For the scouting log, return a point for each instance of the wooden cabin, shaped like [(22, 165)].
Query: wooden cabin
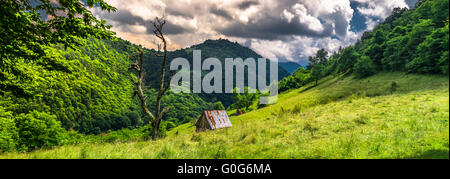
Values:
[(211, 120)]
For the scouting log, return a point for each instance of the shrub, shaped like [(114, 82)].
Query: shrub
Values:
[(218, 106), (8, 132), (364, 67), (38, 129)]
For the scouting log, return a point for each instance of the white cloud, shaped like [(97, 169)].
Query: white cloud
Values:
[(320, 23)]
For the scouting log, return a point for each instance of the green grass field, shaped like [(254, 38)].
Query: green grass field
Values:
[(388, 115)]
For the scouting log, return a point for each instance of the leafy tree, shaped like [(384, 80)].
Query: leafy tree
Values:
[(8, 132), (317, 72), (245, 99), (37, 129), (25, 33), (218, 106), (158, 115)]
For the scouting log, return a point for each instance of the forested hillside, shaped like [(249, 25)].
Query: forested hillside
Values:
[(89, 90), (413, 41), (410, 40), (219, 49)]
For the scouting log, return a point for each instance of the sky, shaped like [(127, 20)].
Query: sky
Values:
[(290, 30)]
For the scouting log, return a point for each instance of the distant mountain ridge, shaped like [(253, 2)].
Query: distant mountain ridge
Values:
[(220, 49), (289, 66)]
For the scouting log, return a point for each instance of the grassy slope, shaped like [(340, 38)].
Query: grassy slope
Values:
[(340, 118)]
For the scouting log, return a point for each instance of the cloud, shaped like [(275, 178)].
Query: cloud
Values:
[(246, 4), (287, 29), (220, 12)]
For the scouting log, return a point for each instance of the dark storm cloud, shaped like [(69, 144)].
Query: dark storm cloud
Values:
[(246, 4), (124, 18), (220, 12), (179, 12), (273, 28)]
===============
» Work instructions
Reproduce every line from the line with "like [(127, 20)]." to the line with "[(220, 49), (289, 66)]", including the requests, and shift each coordinate in the answer values by -104.

» Exercise output
For the scouting log, return a point for each instance of the sky, shaped like [(127, 20)].
Query: sky
Values:
[(186, -74)]
For the scouting log, return a point for each instance of the distant mountain ridge, shaped like [(253, 2)].
Query: distant mountain ridge
Values:
[(116, -55), (185, -38)]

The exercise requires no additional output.